[Dataset records]
>>>>

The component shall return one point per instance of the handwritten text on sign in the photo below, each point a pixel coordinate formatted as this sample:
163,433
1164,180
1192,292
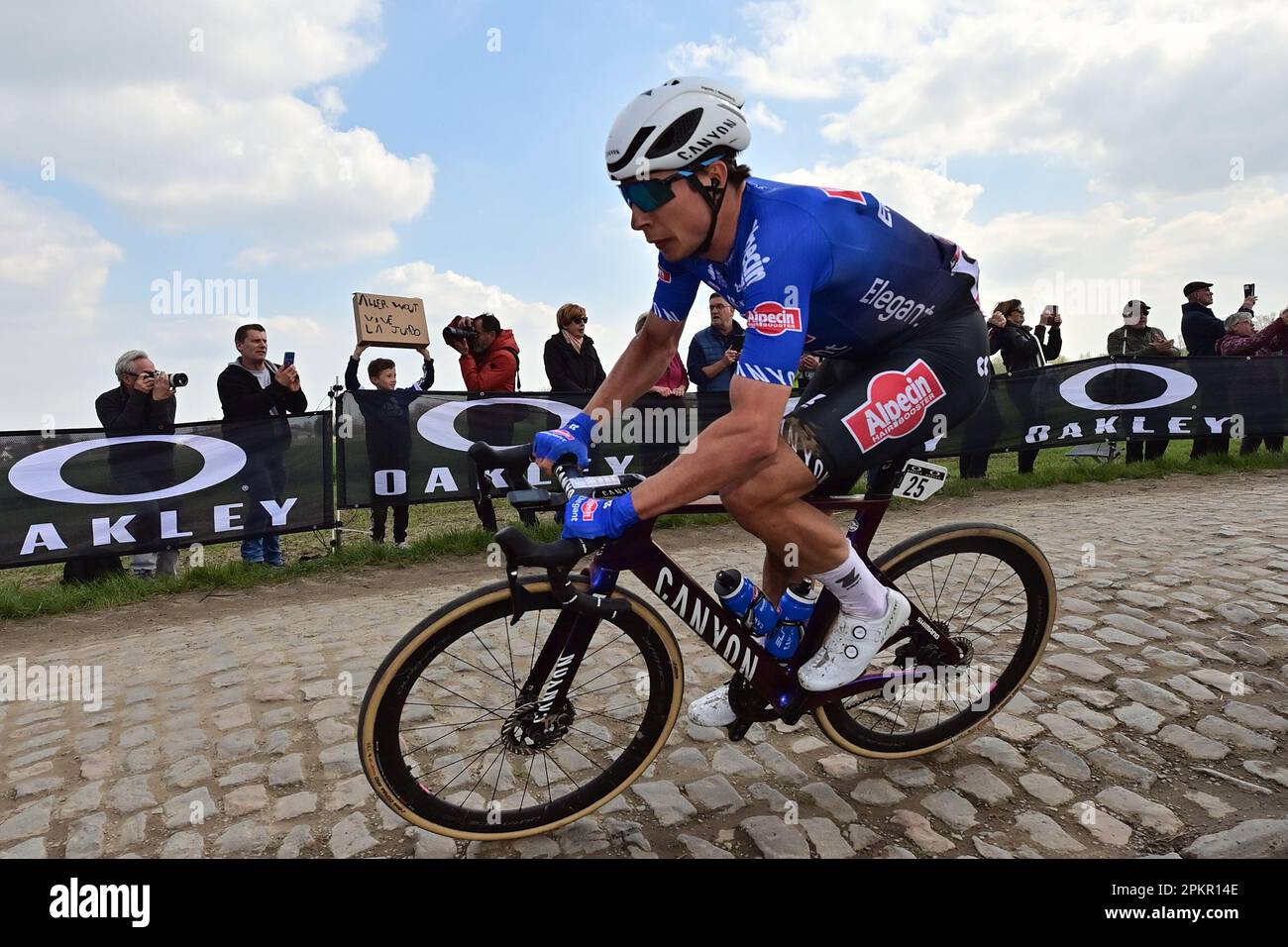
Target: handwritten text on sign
394,321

<<<<

EXERCISE BRIEF: Could you put the lines above into a Markdown table with the columns Row and Line, numbering each line and skipping any blank ones? Leave the pictures out of the table.

PROBLEM SOLUTION:
| Row | Line |
|---|---|
| 1 | The component shall return one point per instance of the handwritten text on sign in the photo below, each point a pixel coordinate formatted as this sample: |
| 2 | 163,433 |
| 3 | 1164,180 |
| 4 | 1192,292 |
| 5 | Target: handwritten text on sign |
| 6 | 394,321 |